EXERCISE: Please write out all of the material below word for word, leaving out the picture.

--- RECORD EXTRACTS ---

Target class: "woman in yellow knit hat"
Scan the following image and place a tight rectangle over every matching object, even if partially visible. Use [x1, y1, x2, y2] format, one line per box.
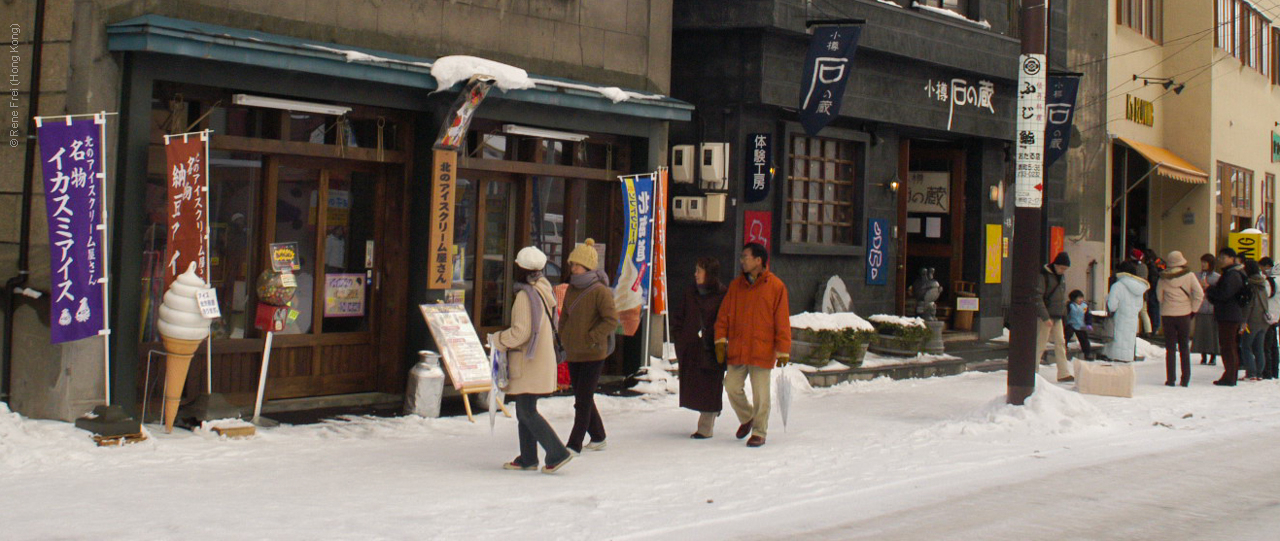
[561, 239, 618, 453]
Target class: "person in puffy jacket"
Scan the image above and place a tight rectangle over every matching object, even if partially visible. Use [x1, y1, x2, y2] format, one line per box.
[1240, 260, 1271, 381]
[1033, 252, 1075, 382]
[489, 247, 573, 473]
[1102, 261, 1151, 361]
[1156, 249, 1204, 388]
[1204, 248, 1248, 388]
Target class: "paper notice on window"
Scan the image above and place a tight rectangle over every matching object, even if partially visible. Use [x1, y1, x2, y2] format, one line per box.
[924, 216, 942, 239]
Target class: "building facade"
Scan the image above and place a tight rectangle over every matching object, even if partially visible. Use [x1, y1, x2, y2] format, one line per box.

---

EXPECTED ANSWER:
Target class: "woman in yellow knit hat"
Scan the following image and place a tight rectangle over every matching object, even if partially visible. Use [x1, y1, x2, y2] format, one line per box.
[561, 239, 618, 453]
Target class: "person in puffy jacket"
Scan the image above and place a tight rectangle over every matching object, even if partially visible. Use [x1, y1, x2, y2] format, one line per box.
[1240, 260, 1271, 381]
[1033, 252, 1075, 382]
[489, 247, 573, 473]
[1102, 261, 1151, 361]
[1156, 249, 1204, 388]
[1204, 248, 1248, 388]
Target class: "paper notice on window"
Scan the image above and place a tight rectangle over every matching object, even if partially visible. Use [x1, y1, x2, y2] format, one line per box.
[924, 216, 942, 239]
Target class: "building facade"
Scan the image above and place a tight rectangle over every matching object, even if partially visible. Use [x1, y1, x2, y2] format, one line per box.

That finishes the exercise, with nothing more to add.